• READING TEXT:
Dendrons Release Video For Wait In Line; 5-3-8 LP Out On August 26th Via Innovative Leisure


Chicago-based five-piece, Dendrons are today sharing their new single, “Wait in Line” – it’s the latest to be lifted from their forthcoming second album, 5-3-8 which is out via LA-based label, Innovative Leisure (Alex Maas, BADBADNOTGOOD) on August 26. The band announced the record alongside their signing to Innovative Leisure last month with “Double Ending” which was tipped at Under the Radar upon release – the new single, which comes with an animation directed by Rapapawn Studio’s Óscar Raña and Cynthia Alfonso doubles down on the band’s agitated Krautrock-inflected art-rock which has previously found them open for the likes A Place to Bury Strangers, Omni, FRIGS and The KVB. The band will be touring the US later this month/next with dates in New York, Philadelphia, Pittsburgh and more – full run below.

• INFORMATION PROVIDED:
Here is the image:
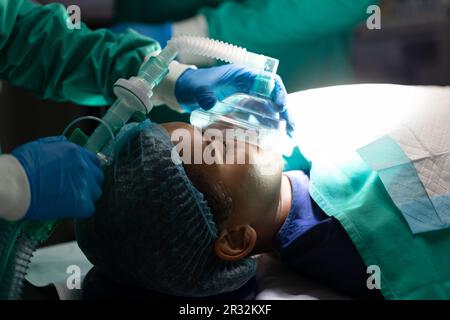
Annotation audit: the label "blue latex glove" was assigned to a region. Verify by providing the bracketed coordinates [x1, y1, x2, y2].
[12, 137, 103, 220]
[110, 22, 172, 47]
[175, 64, 294, 132]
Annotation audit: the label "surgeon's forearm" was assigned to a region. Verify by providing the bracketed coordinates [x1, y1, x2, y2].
[0, 0, 159, 105]
[0, 155, 31, 220]
[200, 0, 378, 51]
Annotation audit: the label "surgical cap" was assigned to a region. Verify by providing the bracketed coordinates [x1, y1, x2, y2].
[76, 120, 256, 297]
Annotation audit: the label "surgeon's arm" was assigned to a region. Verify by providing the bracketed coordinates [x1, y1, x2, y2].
[200, 0, 378, 51]
[0, 0, 159, 105]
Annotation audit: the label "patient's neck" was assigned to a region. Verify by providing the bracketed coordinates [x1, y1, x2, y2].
[253, 174, 292, 254]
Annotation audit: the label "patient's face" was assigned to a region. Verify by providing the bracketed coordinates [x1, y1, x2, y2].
[162, 122, 282, 228]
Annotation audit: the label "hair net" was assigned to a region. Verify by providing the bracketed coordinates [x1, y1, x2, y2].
[76, 120, 256, 297]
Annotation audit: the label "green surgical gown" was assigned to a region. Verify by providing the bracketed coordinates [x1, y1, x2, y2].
[0, 0, 159, 106]
[115, 0, 378, 92]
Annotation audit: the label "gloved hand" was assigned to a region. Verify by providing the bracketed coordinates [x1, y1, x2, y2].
[110, 22, 172, 48]
[175, 64, 294, 132]
[12, 137, 103, 220]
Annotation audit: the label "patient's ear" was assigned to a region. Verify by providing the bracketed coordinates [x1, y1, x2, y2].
[214, 224, 257, 261]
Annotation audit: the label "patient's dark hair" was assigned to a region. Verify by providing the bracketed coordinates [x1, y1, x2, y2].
[186, 166, 233, 229]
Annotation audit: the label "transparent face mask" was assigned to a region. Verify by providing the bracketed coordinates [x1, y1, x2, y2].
[190, 94, 293, 155]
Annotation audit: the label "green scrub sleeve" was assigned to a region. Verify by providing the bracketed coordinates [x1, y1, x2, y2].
[0, 0, 159, 106]
[199, 0, 378, 51]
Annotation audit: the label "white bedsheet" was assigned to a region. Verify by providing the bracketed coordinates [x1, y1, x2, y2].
[256, 254, 350, 300]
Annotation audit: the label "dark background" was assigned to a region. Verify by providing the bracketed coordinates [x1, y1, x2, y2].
[0, 0, 450, 299]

• WHAT THIS EXERCISE ASKS:
a: Say whether each statement agrees with the Dendrons piece: (i) Dendrons is based in Chicago; (ii) 5-3-8 is the band's first album; (iii) Óscar Raña and Cynthia Alfonso directed the animation for the new single. Answer each with yes or no and quote the words of the Dendrons piece that decide it.
b: Print the part of the Dendrons piece starting with "Chicago-based five-piece, Dendrons are today" and going on through "full run below.".

• TASK-BY-TASK ANSWERS:
a:
(i) Yes: "Chicago-based five-piece"
(ii) No: "their forthcoming second album, 5-3-8"
(iii) Yes: "comes with an animation directed by Rapapawn Studio’s Óscar Raña and Cynthia Alfonso"

b:
Chicago-based five-piece, Dendrons are today sharing their new single, “Wait in Line” – it’s the latest to be lifted from their forthcoming second album, 5-3-8 which is out via LA-based label, Innovative Leisure (Alex Maas, BADBADNOTGOOD) on August 26. The band announced the record alongside their signing to Innovative Leisure last month with “Double Ending” which was tipped at Under the Radar upon release – the new single, which comes with an animation directed by Rapapawn Studio’s Óscar Raña and Cynthia Alfonso doubles down on the band’s agitated Krautrock-inflected art-rock which has previously found them open for the likes A Place to Bury Strangers, Omni, FRIGS and The KVB. The band will be touring the US later this month/next with dates in New York, Philadelphia, Pittsburgh and more – full run below.